**Task statement**: Look for the word "stainless" in the entries below, then copy every line that has it.

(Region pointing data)
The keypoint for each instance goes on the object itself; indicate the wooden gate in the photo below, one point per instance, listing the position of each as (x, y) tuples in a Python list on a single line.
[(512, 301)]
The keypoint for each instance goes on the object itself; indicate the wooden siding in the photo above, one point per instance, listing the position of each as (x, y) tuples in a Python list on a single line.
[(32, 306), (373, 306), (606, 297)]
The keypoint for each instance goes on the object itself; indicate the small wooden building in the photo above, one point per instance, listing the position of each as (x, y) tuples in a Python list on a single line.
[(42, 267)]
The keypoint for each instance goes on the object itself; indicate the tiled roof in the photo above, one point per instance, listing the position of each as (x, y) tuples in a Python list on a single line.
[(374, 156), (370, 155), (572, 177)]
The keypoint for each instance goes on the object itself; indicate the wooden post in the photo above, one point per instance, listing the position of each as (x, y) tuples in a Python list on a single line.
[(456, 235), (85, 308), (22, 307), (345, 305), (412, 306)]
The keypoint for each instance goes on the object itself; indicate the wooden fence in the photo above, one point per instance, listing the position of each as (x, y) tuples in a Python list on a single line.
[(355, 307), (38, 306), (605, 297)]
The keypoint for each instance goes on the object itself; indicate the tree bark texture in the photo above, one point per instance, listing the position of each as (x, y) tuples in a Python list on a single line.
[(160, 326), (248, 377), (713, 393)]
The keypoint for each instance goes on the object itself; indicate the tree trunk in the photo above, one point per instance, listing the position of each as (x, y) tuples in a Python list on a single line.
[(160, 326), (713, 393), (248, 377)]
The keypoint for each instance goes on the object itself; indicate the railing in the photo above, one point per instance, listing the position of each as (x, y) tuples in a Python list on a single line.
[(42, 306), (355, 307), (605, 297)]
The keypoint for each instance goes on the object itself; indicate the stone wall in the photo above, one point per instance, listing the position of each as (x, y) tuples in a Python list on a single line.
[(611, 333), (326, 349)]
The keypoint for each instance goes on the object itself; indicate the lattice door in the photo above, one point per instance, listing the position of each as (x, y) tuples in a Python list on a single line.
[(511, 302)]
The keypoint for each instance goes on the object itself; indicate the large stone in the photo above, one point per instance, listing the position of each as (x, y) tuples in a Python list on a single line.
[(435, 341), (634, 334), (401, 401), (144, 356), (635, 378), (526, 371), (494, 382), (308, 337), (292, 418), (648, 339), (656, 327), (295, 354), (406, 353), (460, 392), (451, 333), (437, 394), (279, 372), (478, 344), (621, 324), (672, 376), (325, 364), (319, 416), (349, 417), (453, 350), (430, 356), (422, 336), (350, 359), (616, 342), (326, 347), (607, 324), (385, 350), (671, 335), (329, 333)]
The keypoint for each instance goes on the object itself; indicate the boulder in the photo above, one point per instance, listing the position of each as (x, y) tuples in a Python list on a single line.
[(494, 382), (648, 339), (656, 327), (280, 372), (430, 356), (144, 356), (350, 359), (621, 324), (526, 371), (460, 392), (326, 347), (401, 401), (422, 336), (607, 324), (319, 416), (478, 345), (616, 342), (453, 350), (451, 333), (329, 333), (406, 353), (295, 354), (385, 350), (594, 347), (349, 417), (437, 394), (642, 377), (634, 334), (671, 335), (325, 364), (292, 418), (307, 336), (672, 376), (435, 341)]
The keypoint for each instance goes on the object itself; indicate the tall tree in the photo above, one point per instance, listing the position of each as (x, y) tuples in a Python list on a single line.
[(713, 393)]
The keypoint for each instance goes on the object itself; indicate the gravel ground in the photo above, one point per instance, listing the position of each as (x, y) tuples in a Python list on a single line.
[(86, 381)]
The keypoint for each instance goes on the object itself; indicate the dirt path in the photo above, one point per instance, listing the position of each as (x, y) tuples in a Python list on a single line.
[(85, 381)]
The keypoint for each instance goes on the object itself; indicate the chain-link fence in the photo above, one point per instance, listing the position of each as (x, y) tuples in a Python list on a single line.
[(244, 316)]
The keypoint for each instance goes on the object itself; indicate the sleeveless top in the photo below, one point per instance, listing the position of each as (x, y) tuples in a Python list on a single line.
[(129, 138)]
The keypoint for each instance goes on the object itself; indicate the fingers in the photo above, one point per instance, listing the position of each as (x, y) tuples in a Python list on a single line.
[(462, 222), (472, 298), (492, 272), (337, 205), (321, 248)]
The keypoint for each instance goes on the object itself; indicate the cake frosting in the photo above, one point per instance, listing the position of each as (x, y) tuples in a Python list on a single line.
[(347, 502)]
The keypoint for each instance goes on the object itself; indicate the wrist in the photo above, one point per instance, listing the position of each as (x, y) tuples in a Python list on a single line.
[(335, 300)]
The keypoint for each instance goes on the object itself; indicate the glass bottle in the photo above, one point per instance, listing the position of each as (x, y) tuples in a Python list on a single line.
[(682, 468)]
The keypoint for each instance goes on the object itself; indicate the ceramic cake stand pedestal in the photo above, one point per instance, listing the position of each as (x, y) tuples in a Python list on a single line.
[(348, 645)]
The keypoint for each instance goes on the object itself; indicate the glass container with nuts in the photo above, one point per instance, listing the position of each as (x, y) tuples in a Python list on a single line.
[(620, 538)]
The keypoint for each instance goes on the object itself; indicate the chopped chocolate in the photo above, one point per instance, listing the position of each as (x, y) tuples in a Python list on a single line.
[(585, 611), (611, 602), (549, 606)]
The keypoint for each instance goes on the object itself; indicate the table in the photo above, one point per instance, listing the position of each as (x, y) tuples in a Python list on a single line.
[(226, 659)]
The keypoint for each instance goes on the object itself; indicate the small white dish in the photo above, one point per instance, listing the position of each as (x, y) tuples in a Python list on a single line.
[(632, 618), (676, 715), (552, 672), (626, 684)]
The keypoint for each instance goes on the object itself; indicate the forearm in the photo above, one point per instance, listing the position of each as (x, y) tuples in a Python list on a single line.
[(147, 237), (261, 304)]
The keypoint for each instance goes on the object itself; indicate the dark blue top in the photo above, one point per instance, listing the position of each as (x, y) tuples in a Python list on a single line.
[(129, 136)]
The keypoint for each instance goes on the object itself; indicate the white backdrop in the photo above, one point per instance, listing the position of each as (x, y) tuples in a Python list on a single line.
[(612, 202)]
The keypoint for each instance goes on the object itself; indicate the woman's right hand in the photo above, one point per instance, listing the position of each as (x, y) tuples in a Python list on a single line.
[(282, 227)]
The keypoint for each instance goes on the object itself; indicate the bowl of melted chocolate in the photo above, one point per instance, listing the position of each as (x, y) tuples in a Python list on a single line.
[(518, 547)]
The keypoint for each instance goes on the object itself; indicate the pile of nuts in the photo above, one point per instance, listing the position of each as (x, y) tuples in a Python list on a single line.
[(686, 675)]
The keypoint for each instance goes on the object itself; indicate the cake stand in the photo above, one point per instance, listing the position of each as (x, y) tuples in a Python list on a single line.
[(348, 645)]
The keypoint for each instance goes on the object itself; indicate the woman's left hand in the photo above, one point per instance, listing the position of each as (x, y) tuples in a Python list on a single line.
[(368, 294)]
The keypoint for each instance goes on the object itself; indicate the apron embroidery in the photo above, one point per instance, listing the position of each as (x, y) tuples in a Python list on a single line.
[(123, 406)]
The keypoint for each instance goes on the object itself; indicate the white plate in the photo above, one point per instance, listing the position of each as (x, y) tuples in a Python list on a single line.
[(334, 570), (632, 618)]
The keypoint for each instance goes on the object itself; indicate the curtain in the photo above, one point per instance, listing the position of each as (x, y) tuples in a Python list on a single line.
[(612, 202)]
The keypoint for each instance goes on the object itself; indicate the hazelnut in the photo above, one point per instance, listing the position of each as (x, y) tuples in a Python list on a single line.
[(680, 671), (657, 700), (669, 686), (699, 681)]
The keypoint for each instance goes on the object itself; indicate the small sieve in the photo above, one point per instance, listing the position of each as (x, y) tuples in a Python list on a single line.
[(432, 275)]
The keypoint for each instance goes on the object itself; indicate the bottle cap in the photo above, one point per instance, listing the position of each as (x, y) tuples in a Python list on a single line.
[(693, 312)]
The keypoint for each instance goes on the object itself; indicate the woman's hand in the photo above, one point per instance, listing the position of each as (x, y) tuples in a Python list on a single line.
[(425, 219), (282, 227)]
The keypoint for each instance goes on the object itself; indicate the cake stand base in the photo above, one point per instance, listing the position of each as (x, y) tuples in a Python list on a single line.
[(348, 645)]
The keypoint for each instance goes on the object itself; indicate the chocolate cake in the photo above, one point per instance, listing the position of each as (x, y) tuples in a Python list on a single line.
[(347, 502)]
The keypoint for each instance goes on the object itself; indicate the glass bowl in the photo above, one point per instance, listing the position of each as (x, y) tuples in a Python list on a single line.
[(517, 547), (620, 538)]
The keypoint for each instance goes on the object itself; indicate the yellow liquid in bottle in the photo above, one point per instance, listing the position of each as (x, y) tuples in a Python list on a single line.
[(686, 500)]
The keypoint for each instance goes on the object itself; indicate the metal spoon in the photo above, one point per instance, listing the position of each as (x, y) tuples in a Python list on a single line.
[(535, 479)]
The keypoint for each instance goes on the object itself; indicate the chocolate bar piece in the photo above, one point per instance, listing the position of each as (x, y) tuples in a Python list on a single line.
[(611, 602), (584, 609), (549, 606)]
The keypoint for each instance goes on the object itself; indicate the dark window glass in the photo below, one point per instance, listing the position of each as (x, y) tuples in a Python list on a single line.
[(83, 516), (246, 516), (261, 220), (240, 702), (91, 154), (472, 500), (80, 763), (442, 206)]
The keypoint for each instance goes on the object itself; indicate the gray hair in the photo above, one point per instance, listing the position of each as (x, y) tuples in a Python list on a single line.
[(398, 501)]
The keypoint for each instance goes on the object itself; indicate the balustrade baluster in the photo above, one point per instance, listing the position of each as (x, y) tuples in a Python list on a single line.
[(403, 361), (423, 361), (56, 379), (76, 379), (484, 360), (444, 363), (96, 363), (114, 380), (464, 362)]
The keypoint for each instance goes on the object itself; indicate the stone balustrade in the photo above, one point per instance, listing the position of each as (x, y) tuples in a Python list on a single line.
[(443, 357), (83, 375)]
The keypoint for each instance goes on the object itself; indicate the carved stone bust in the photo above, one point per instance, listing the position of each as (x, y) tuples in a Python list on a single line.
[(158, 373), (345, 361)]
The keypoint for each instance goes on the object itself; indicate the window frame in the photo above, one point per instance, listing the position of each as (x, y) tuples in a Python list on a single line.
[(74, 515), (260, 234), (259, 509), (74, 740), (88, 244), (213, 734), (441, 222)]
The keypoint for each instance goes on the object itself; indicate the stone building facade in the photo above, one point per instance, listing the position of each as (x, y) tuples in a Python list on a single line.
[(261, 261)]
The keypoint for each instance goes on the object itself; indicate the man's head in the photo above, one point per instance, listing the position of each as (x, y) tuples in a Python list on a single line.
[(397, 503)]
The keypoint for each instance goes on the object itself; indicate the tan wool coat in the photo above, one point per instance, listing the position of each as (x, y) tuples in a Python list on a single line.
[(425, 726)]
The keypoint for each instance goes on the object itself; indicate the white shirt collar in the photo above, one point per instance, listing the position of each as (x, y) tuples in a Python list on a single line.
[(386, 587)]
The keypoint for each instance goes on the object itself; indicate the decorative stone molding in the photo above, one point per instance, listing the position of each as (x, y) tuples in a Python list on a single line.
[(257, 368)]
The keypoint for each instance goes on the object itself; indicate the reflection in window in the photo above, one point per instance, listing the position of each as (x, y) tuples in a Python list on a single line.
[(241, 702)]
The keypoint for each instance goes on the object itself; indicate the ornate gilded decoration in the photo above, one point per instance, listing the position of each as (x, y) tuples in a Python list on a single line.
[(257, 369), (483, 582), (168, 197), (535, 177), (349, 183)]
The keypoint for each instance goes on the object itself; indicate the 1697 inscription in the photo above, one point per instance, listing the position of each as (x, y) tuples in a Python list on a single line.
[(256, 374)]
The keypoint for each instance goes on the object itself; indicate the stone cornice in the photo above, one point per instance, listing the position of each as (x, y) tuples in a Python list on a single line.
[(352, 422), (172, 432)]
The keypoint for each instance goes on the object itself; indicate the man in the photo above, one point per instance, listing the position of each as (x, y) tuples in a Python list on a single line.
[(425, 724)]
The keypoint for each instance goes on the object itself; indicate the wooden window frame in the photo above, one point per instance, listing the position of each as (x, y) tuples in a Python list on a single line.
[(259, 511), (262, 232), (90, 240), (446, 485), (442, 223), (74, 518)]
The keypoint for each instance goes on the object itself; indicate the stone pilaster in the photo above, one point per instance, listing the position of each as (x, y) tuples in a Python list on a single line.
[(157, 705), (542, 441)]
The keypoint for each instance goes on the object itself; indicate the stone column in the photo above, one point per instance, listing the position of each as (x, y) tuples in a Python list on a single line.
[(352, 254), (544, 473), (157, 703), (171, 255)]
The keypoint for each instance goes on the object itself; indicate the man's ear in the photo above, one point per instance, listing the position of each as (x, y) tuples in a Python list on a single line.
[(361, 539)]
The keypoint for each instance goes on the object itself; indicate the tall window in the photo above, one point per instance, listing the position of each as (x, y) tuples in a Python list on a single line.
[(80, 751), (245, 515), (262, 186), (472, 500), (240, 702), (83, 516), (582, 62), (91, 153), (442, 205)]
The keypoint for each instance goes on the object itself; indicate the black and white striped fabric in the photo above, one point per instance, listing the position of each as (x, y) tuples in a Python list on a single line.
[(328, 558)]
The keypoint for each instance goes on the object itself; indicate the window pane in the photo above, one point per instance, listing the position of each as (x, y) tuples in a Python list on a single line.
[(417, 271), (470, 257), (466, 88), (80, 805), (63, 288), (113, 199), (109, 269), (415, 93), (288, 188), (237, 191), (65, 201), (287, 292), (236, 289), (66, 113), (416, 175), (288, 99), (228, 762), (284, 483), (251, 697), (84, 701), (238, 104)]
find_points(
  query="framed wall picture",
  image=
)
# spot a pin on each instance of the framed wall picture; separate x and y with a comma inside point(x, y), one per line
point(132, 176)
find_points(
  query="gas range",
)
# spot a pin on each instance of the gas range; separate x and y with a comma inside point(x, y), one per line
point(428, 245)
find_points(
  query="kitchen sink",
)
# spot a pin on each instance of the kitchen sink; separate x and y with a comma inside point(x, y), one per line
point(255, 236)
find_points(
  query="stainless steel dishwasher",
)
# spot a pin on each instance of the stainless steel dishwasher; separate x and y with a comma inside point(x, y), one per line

**Result of the task**:
  query="stainless steel dishwasher",
# spot a pin on each instance of the stainless steel dishwasher; separate x and y with a comma inside point(x, y), one per line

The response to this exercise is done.